● Exercise
Render every line of the data below as a JSON list of strings, one string per line, with blank lines omitted.

>> begin Given entries

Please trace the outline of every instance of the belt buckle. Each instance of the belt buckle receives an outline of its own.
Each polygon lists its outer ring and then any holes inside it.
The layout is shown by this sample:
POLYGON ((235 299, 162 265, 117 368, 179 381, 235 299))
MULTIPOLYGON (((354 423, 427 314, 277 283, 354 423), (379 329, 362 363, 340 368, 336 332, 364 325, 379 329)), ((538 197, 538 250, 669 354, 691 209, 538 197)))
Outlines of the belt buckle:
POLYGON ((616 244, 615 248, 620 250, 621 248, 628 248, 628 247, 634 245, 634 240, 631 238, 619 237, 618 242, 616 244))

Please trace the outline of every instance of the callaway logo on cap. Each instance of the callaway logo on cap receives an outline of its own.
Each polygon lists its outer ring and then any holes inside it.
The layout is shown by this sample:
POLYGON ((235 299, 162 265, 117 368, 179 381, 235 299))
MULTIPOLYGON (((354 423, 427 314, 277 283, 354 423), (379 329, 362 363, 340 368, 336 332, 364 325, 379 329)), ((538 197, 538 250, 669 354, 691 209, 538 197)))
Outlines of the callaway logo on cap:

>> end Given entries

● Solution
[
  "Please trace the outline of every instance of the belt buckle. Each instance of the belt buckle receives an outline of its own.",
  "Each polygon lists its outer ring and then any holes inside it.",
  "The layout is shown by this sample:",
  "POLYGON ((235 299, 162 265, 117 368, 179 381, 235 299))",
  "MULTIPOLYGON (((354 423, 427 314, 277 283, 354 423), (379 329, 362 363, 340 368, 336 332, 364 325, 379 329)), ((538 197, 538 250, 669 354, 691 209, 538 197)))",
  "Outlines of the belt buckle:",
  "POLYGON ((616 244, 615 248, 620 250, 621 248, 628 248, 628 247, 634 245, 634 240, 631 238, 619 237, 618 242, 616 244))",
  "Please trace the outline of every instance of the callaway logo on cap. Each instance of the callaway logo on cap receives an outline of its own.",
  "Each polygon lists its outer ring and then any holes inside it.",
  "The layout is shown by this sample:",
  "POLYGON ((235 299, 162 265, 117 368, 179 381, 235 299))",
  "MULTIPOLYGON (((354 423, 427 314, 277 283, 354 423), (379 329, 362 363, 340 368, 336 332, 364 325, 379 329)), ((538 197, 538 250, 669 354, 691 209, 538 197)))",
  "Outlines of the callaway logo on cap:"
]